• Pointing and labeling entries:
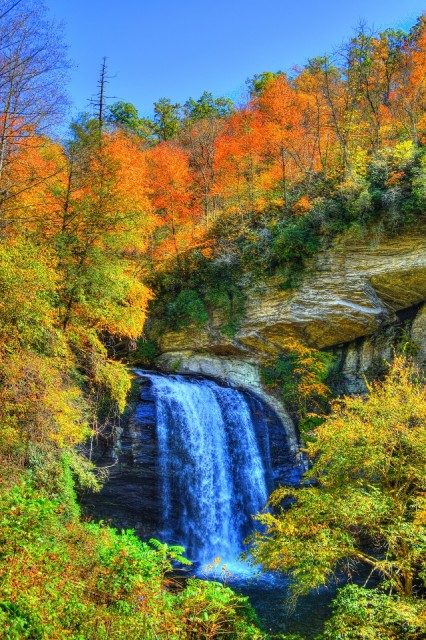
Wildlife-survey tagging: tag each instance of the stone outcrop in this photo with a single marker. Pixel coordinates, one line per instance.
(350, 301)
(350, 291)
(242, 374)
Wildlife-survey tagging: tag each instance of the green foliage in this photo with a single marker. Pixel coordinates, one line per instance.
(364, 497)
(207, 107)
(300, 376)
(361, 614)
(64, 578)
(187, 308)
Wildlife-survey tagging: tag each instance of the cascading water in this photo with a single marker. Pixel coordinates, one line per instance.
(213, 476)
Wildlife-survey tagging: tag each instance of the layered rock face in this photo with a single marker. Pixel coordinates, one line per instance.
(351, 295)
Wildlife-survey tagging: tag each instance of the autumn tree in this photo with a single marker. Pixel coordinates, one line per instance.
(363, 500)
(33, 65)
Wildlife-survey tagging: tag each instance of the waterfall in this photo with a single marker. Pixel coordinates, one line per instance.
(212, 469)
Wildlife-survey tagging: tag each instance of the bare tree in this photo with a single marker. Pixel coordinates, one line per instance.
(33, 70)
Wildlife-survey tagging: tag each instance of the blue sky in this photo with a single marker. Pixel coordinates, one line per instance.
(179, 49)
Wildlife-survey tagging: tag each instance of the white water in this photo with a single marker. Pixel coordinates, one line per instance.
(211, 470)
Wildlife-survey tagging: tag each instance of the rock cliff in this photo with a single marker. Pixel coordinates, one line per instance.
(349, 300)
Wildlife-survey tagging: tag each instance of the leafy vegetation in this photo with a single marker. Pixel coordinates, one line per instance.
(363, 503)
(182, 215)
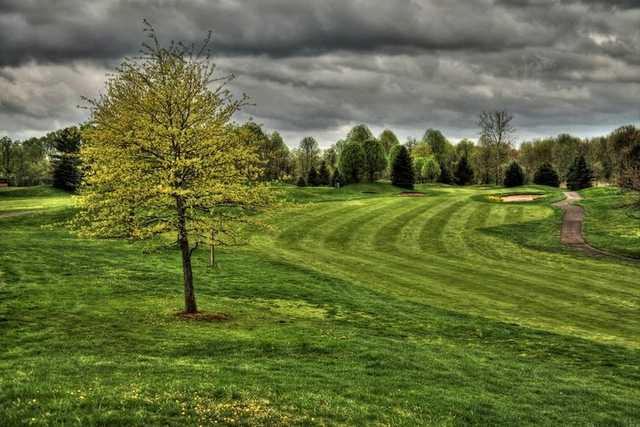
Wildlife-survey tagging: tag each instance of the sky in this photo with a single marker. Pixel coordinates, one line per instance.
(318, 67)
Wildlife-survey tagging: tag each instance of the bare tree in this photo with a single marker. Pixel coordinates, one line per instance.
(497, 134)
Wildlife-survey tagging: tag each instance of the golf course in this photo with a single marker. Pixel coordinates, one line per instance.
(352, 306)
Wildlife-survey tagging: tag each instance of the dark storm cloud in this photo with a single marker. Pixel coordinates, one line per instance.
(317, 67)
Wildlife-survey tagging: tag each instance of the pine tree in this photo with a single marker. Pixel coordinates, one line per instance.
(402, 174)
(323, 174)
(445, 175)
(546, 175)
(580, 175)
(514, 175)
(313, 179)
(464, 173)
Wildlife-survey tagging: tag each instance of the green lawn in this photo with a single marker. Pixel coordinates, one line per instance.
(358, 307)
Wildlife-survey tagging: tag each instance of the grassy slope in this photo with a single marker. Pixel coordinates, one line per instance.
(612, 223)
(363, 308)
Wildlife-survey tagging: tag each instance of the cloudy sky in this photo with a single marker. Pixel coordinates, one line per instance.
(317, 67)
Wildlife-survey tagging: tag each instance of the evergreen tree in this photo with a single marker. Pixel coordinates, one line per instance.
(324, 178)
(546, 175)
(463, 173)
(402, 174)
(514, 175)
(580, 175)
(66, 160)
(313, 179)
(445, 175)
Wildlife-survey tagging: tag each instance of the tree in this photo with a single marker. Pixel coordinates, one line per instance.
(161, 155)
(402, 174)
(430, 170)
(445, 175)
(324, 177)
(309, 154)
(359, 134)
(496, 134)
(352, 162)
(463, 174)
(66, 160)
(580, 175)
(313, 179)
(375, 161)
(514, 175)
(388, 140)
(546, 175)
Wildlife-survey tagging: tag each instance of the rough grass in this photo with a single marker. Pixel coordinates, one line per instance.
(356, 308)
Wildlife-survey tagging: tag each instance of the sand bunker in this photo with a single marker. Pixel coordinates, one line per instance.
(520, 198)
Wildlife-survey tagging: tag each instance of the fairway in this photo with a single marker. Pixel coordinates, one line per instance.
(356, 306)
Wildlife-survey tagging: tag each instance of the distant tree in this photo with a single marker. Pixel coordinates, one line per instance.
(546, 175)
(375, 161)
(309, 153)
(388, 140)
(445, 176)
(359, 134)
(162, 157)
(324, 177)
(514, 175)
(402, 174)
(463, 174)
(66, 159)
(313, 178)
(430, 170)
(496, 135)
(352, 162)
(580, 175)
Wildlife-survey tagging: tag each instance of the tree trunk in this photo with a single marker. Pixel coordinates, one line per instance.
(189, 294)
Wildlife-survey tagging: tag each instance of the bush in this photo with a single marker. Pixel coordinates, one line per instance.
(514, 175)
(464, 173)
(546, 175)
(580, 175)
(402, 174)
(312, 178)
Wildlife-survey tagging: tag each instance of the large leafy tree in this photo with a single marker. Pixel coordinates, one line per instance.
(352, 162)
(66, 159)
(402, 174)
(374, 159)
(580, 174)
(162, 157)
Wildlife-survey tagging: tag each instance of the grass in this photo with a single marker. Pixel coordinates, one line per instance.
(612, 220)
(356, 308)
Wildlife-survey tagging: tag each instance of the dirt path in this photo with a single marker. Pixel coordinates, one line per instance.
(572, 224)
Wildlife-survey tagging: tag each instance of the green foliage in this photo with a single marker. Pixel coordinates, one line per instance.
(514, 175)
(546, 175)
(445, 176)
(375, 161)
(352, 162)
(580, 175)
(313, 179)
(402, 173)
(359, 134)
(324, 177)
(463, 174)
(66, 162)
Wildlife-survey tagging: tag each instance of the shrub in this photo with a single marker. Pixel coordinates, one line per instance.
(514, 175)
(580, 175)
(402, 174)
(463, 174)
(546, 175)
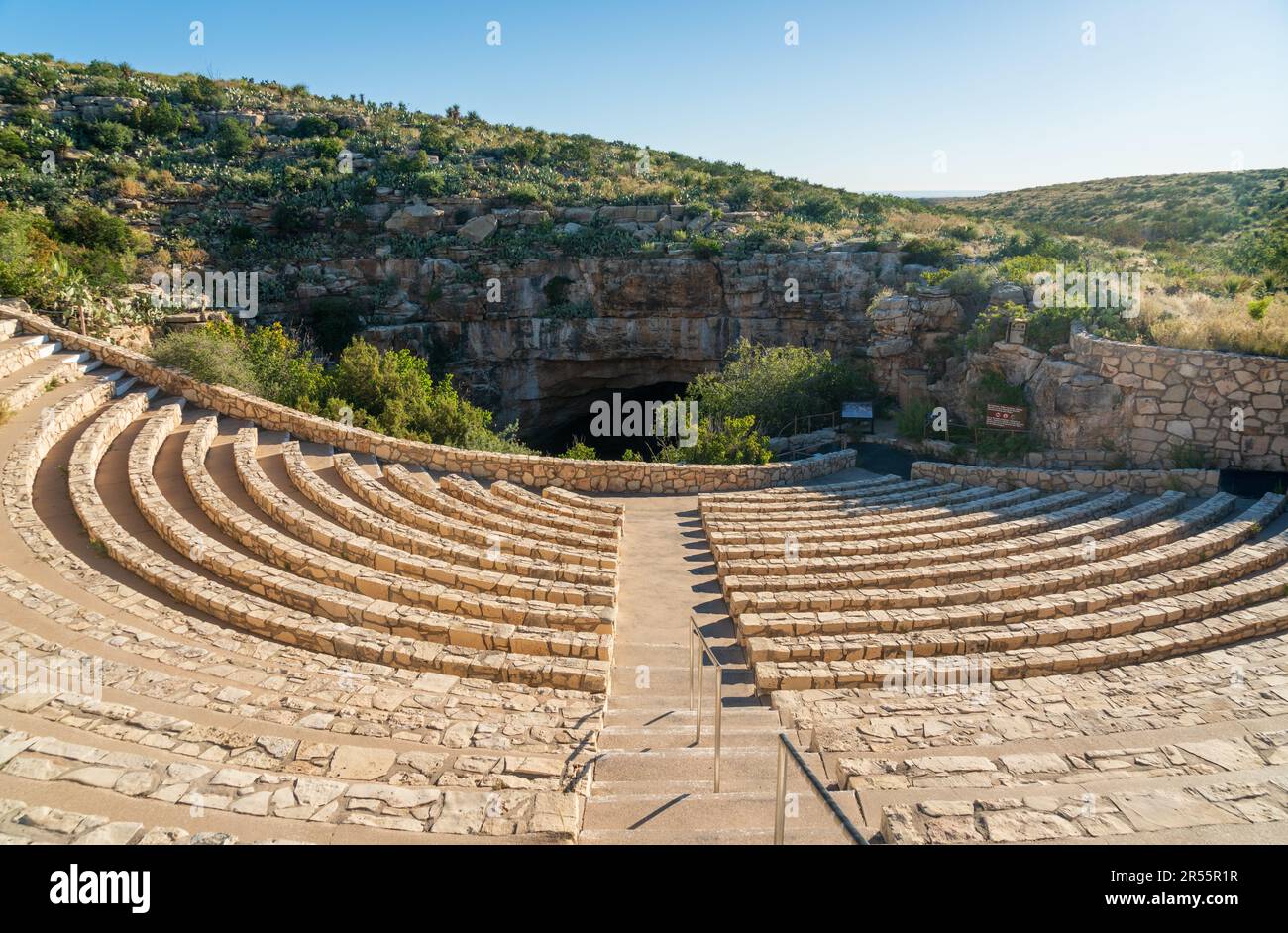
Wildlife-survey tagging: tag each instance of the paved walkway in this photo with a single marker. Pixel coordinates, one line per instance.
(653, 782)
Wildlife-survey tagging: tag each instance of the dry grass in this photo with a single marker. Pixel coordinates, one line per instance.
(1198, 322)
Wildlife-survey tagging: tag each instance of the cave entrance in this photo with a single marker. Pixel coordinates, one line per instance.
(578, 418)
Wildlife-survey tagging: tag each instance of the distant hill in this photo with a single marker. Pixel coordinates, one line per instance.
(1151, 209)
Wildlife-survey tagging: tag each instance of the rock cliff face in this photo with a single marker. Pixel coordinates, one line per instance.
(635, 322)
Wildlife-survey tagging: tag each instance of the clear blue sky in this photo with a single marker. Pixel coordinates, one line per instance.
(1008, 91)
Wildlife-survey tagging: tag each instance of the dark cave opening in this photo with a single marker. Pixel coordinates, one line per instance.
(562, 434)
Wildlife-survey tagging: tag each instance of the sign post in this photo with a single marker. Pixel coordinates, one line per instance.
(862, 412)
(1005, 417)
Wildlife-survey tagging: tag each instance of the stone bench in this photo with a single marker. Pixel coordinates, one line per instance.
(1270, 618)
(368, 521)
(958, 503)
(472, 493)
(424, 506)
(980, 568)
(980, 640)
(417, 705)
(568, 497)
(1078, 521)
(273, 620)
(1210, 571)
(463, 594)
(1198, 546)
(536, 504)
(404, 498)
(1209, 802)
(752, 498)
(1211, 690)
(595, 585)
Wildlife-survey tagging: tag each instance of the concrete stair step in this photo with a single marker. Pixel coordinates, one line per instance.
(688, 812)
(660, 703)
(688, 764)
(664, 679)
(719, 837)
(673, 655)
(682, 736)
(648, 718)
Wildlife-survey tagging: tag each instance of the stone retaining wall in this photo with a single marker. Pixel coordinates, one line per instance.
(523, 468)
(1173, 396)
(1150, 481)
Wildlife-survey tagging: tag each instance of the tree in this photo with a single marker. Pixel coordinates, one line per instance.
(232, 139)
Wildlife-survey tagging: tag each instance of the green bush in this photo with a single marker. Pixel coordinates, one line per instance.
(735, 441)
(523, 193)
(161, 119)
(232, 139)
(911, 421)
(777, 383)
(580, 450)
(108, 136)
(704, 248)
(207, 356)
(928, 252)
(313, 125)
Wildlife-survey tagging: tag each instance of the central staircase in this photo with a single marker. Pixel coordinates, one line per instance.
(653, 782)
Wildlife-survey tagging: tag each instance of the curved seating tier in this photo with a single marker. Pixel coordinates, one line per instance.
(368, 521)
(265, 665)
(1001, 668)
(426, 508)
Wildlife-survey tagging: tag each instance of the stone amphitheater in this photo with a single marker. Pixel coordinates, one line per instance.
(218, 628)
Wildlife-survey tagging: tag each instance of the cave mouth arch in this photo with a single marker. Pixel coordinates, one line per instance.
(572, 420)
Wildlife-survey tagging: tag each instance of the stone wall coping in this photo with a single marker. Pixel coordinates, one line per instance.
(1150, 481)
(529, 469)
(1080, 334)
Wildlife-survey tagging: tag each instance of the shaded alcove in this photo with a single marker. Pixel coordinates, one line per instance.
(576, 417)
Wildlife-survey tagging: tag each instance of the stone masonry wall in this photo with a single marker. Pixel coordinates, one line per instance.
(1150, 481)
(1173, 396)
(527, 469)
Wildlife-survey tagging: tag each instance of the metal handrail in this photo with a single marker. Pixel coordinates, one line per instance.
(697, 639)
(785, 747)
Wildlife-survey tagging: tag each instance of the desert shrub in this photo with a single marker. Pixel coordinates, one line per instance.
(202, 93)
(313, 125)
(161, 119)
(94, 228)
(911, 421)
(1199, 322)
(394, 392)
(335, 322)
(1024, 267)
(110, 136)
(428, 184)
(732, 441)
(819, 209)
(991, 326)
(232, 139)
(523, 193)
(970, 284)
(776, 383)
(1188, 456)
(704, 248)
(928, 252)
(209, 356)
(580, 450)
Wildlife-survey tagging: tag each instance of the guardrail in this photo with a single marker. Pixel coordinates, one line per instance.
(785, 748)
(696, 665)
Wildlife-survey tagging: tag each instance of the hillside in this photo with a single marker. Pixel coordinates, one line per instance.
(1211, 222)
(370, 218)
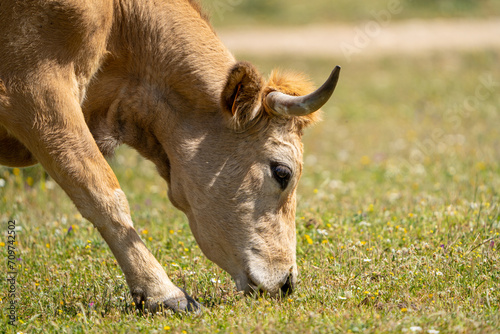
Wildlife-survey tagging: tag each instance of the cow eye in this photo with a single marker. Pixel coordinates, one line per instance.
(282, 174)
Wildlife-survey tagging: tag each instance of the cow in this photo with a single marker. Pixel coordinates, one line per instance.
(80, 77)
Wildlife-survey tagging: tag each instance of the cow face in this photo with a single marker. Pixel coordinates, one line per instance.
(235, 172)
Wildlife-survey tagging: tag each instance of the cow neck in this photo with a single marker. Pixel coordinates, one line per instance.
(166, 63)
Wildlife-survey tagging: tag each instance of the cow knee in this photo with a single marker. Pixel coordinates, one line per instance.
(13, 153)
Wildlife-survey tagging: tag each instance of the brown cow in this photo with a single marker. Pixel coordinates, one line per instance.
(80, 77)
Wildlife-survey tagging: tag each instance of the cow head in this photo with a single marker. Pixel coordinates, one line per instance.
(235, 172)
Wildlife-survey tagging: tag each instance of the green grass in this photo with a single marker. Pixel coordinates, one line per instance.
(397, 221)
(294, 12)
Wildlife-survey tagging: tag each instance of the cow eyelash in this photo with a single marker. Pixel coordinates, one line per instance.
(282, 174)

• Aim: Pictures do not go in the copy. Write out exactly the lines from the line containing "Wildlife-survey tagging: tag each instance of the guardrail" through the last line of the listing.

• The result:
Wildlife-survey tagging: tag each instance of the guardrail in this photo with a single marker. Pixel coordinates, one line per instance.
(785, 748)
(696, 665)
Wildlife-survey tagging: tag each instance of the hillside in this photo with a single marker. Pixel coordinates, one line per instance.
(1211, 222)
(370, 218)
Wildlife-survey tagging: tag each instance of the cow eye in this photo with a single marker. Pixel coordinates, one line per instance.
(282, 174)
Wildlife-survey tagging: tag each instance of the cow in this photo with a single marker. Pixel coordinates, one line per instance.
(80, 77)
Wildlife-survey tagging: tag each instance of the cow face in this photo with a single marker. Pixel coordinates, one line per instance.
(235, 172)
Wildlife-survey tagging: tag each instance of the cow neck in this photo with a single marker. Pixel coordinates, one line per instance.
(166, 63)
Wildlife-survey tagging: tag each instance of the cow knee in this photo with a single marker. Pixel coordinates, one line per instance.
(13, 153)
Wildlife-survey tagging: tag each instance of the brown cow in this photo with a single marker. Pixel coordinates, one line per instance.
(80, 77)
Wildlife-survey tagging: tag each instance of the cow head in this photo with a single marker. Pixel coordinates, one line per instance.
(235, 172)
Wildlife-survey tagging: tag each instance of the green grass in this photo with a single marker. Pixel coordinates, one line per instance.
(397, 221)
(294, 12)
Wildlife-survey tagging: tag each instance of the cow eyelash in this photo with a single marker. Pixel coordinates, one line per instance.
(282, 174)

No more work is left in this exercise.